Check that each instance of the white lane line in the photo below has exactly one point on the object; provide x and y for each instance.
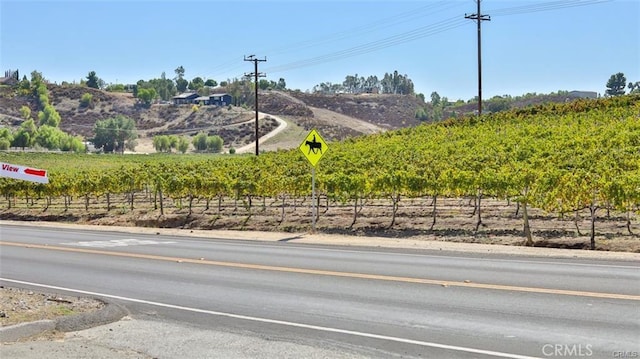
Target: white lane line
(281, 322)
(115, 243)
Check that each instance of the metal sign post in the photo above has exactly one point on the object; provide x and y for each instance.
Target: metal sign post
(313, 148)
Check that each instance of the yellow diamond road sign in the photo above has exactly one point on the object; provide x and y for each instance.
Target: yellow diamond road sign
(313, 147)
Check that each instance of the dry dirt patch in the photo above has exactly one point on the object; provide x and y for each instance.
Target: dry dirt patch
(22, 305)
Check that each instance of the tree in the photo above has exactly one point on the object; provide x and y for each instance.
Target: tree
(5, 138)
(49, 137)
(161, 143)
(196, 84)
(264, 84)
(282, 84)
(69, 143)
(25, 136)
(115, 134)
(25, 112)
(435, 99)
(86, 100)
(179, 72)
(214, 144)
(183, 144)
(181, 83)
(147, 95)
(49, 116)
(200, 141)
(616, 85)
(93, 80)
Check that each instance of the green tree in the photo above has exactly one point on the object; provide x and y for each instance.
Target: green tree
(25, 135)
(264, 84)
(86, 100)
(49, 116)
(147, 95)
(435, 99)
(183, 144)
(93, 80)
(115, 134)
(49, 137)
(200, 141)
(616, 85)
(282, 84)
(161, 143)
(25, 112)
(181, 83)
(196, 84)
(69, 143)
(6, 137)
(214, 144)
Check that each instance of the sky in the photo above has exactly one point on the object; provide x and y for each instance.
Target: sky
(539, 46)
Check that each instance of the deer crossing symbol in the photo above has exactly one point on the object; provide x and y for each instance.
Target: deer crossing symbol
(314, 146)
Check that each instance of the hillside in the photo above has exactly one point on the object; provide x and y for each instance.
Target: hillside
(337, 117)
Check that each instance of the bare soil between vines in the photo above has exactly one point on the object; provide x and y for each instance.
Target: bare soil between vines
(456, 220)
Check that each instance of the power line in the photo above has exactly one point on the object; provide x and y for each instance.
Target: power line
(479, 18)
(256, 74)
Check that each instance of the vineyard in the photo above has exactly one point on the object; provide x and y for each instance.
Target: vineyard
(535, 174)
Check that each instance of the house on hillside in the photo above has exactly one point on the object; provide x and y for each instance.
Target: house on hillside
(220, 99)
(202, 100)
(583, 94)
(184, 98)
(10, 78)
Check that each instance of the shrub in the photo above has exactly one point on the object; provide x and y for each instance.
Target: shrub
(86, 100)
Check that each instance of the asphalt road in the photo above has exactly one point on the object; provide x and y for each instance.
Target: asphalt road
(371, 301)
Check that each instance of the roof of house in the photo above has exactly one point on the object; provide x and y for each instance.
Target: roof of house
(185, 95)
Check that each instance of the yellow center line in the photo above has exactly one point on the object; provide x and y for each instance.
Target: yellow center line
(333, 273)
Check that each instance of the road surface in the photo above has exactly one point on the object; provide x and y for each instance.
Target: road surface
(371, 301)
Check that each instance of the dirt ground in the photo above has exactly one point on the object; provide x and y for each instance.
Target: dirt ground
(455, 222)
(20, 306)
(456, 219)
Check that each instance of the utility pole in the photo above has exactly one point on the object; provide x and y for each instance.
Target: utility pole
(256, 74)
(479, 18)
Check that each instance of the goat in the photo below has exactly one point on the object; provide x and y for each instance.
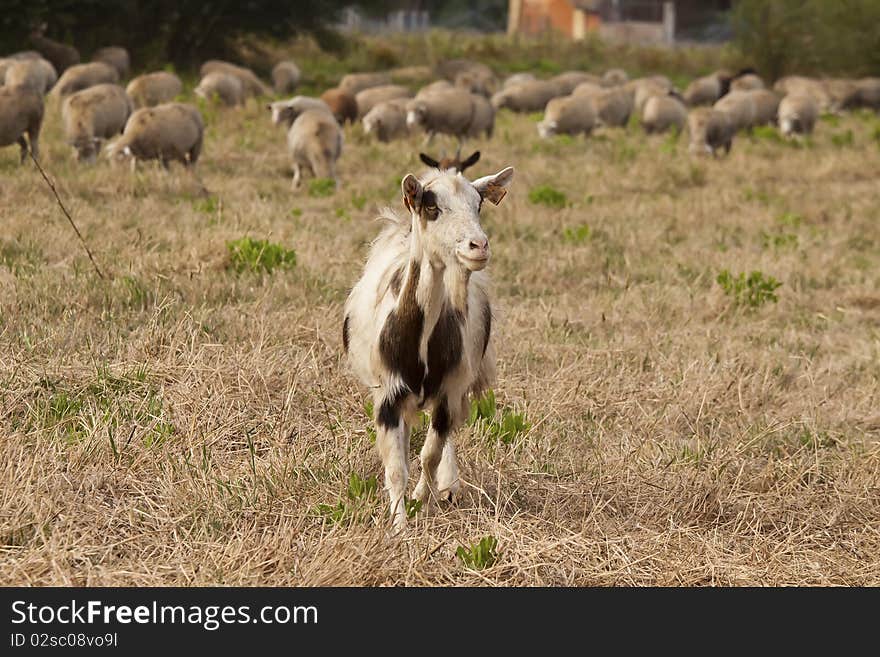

Your goal
When a line in the listing includes the word "below", report that line in full.

Your response
Check that each instance of the white lane line in the photo below has exactly one point on the object; provide x and y for each instance.
Check that each instance of the goat in the photo below has exactly one point on the object; provide x and y for each instance.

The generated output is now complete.